**Stored items:**
============

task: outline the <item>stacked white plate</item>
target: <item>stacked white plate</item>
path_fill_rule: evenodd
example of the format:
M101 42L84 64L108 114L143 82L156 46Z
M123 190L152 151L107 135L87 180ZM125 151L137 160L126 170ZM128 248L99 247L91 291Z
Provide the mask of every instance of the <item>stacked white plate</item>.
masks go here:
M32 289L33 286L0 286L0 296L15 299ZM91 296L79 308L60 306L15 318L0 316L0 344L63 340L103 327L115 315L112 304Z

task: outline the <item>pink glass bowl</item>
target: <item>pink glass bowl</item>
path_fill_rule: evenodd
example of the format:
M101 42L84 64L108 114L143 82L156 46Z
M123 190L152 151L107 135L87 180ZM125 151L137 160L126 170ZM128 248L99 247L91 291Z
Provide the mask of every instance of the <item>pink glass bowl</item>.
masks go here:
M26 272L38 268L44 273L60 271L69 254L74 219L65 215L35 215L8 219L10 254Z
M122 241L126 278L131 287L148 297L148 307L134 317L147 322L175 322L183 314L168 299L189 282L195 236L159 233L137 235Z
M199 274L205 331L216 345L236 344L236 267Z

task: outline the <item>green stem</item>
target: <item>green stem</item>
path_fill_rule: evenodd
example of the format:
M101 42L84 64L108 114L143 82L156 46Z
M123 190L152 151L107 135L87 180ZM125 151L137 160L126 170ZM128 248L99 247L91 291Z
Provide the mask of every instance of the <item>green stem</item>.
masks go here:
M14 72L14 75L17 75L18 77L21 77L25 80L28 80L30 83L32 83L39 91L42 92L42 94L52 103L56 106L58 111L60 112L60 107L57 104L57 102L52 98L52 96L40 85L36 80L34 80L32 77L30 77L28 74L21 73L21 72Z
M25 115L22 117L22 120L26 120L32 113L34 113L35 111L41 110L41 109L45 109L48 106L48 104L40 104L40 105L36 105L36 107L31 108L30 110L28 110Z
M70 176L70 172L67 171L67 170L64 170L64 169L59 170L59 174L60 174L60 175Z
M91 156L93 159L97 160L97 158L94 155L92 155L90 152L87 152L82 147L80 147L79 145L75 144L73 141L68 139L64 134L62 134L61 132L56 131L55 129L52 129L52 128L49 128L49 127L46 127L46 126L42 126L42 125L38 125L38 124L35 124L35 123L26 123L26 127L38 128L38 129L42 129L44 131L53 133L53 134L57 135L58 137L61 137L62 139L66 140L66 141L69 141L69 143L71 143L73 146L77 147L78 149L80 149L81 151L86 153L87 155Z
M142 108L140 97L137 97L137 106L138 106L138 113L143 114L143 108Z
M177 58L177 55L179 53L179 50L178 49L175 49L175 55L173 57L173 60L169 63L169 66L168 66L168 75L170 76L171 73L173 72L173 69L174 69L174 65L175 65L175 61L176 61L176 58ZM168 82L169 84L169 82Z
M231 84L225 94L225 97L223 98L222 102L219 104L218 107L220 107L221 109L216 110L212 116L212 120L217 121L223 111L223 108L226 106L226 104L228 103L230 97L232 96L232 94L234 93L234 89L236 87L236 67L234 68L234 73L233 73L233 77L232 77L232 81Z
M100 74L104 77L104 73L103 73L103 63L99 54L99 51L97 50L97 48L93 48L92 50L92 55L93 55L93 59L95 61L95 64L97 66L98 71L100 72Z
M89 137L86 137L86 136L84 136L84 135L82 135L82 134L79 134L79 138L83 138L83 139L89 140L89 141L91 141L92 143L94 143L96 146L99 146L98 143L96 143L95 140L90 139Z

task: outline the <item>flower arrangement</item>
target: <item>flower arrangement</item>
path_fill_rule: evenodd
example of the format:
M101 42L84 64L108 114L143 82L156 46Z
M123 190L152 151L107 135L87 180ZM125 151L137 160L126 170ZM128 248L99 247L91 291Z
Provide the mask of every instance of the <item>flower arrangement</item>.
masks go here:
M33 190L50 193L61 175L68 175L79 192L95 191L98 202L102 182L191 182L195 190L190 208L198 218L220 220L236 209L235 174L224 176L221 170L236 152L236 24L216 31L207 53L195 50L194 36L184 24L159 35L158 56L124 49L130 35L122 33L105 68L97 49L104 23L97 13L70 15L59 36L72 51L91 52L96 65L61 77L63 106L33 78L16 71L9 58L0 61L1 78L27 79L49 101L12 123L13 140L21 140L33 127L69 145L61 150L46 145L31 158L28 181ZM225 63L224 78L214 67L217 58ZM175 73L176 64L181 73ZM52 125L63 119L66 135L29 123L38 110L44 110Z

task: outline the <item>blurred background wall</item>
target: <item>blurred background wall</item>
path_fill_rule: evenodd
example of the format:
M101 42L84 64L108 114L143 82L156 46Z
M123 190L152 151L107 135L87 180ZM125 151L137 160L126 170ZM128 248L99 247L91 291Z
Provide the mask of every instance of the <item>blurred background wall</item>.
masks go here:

============

Report only the number of lines above that contain "background".

3